** begin Materials provided **

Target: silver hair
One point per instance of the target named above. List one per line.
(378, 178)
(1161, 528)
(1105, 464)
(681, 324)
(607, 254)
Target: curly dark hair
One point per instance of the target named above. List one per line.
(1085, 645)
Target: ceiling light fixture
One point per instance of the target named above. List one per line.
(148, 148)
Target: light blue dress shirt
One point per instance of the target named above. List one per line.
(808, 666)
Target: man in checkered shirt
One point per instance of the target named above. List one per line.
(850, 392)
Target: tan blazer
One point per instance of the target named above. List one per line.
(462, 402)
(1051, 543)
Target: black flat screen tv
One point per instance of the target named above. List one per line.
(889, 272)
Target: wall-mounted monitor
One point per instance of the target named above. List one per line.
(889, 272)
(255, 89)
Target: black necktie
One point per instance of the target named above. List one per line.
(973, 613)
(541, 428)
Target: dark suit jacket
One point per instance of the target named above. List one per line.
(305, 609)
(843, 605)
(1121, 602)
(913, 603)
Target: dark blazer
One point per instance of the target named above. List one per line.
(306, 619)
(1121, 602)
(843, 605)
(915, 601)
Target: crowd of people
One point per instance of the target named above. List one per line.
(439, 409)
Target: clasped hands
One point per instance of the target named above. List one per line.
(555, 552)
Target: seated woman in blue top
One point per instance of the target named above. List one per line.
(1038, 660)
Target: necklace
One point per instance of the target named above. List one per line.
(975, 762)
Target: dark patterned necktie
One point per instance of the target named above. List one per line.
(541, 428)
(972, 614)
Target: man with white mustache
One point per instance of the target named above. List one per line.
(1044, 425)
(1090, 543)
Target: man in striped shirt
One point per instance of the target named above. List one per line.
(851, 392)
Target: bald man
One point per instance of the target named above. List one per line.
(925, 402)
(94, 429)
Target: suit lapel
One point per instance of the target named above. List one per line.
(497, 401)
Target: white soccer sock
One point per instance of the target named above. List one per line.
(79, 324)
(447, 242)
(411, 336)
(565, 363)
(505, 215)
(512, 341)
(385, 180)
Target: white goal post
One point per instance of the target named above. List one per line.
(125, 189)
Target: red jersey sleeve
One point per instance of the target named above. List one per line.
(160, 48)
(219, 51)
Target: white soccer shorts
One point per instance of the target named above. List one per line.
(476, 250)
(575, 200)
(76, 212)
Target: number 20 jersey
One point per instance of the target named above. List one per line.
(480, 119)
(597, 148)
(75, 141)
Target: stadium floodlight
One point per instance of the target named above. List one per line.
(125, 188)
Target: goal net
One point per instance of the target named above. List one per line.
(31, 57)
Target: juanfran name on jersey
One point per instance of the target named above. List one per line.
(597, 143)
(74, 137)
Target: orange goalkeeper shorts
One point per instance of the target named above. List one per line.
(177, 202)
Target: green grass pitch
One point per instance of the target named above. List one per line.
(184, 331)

** end Materials provided **

_Instructions to follow_
All of the data needs to be printed once more, exactly.

_Final result_
Target: silver hair
One point per instance of the target named above. List one per line.
(378, 178)
(1161, 528)
(1105, 464)
(681, 324)
(607, 254)
Target: curly dark hair
One point per instance of the target named above. List one per line.
(1085, 645)
Target: ceiling light fixture
One point per instance of the target named above. List one per line.
(148, 148)
Target: light blue dress shirt
One point per instance of the target named above. List one per line.
(808, 666)
Target: man in checkered shirt
One point per instance of the target named above. List one per line.
(850, 392)
Target: tan blazer
One point per instance of the target named above. List one per line.
(462, 402)
(1051, 543)
Target: black flat screen tv
One point per instance of the target named above. List one per line.
(889, 272)
Target: wall-mounted monitor
One point per instance of the target named above. List one per line.
(889, 272)
(255, 89)
Target: black necktie
One point per instance of the target named above. List one per line.
(973, 613)
(541, 428)
Target: dark suit jacket
One point per instance of the target named above. List one per line.
(305, 609)
(843, 605)
(1121, 602)
(913, 603)
Target: dark blazer
One point per instance of the target named above. List one per line.
(306, 619)
(1121, 602)
(843, 605)
(915, 601)
Target: crowd of people
One point per instance of the target named above. List one per line.
(439, 409)
Target: clasped hands
One point per instance of the target named above. List one per line.
(555, 552)
Target: seated woman in blue top
One point per instance of the target named above. List one per line.
(1038, 660)
Target: necklace
One point per instance of the target named above. List one per line.
(975, 762)
Target: dark patterned necktie
One point per instance of the target named above. List one per line.
(541, 428)
(972, 614)
Target: man with white mustache
One point per instance of the target named above. List one per line.
(1044, 425)
(1090, 543)
Target: man in striped shirt
One point per instance of the target named above. List one per line.
(851, 392)
Target: bald man
One point per instance of the target named above. List one per line.
(925, 402)
(94, 429)
Target: suit lapel
One point per instance of the target named above. List one per line.
(497, 401)
Target: white soccer sock
One point per instance of the target named above. List one per line.
(79, 324)
(447, 242)
(411, 336)
(565, 363)
(505, 215)
(512, 341)
(385, 180)
Target: white goal post
One point per instance of the target named above. List one per line.
(125, 189)
Target: red jersey sleeve
One point per instance of the target named above. List one per line.
(160, 48)
(219, 51)
Target: white soccer shorts
One point per instance of the target named above. List one per line.
(476, 250)
(575, 200)
(76, 212)
Target: number 20 jersey
One point per instance of the target named above. List one per line.
(480, 119)
(597, 148)
(75, 141)
Target: stadium floodlight
One point per instance of the target named above. List one per line.
(125, 188)
Target: goal net
One point per instance of the target named above. List one per line.
(31, 57)
Target: juanfran name on jersey
One point per instance of the target named above. List one per line.
(597, 143)
(74, 137)
Target: orange goalkeeper shorts
One point per instance of the target named above. List one per line.
(177, 202)
Target: green grass pitch
One point per instance of the target named above. List one per line.
(184, 331)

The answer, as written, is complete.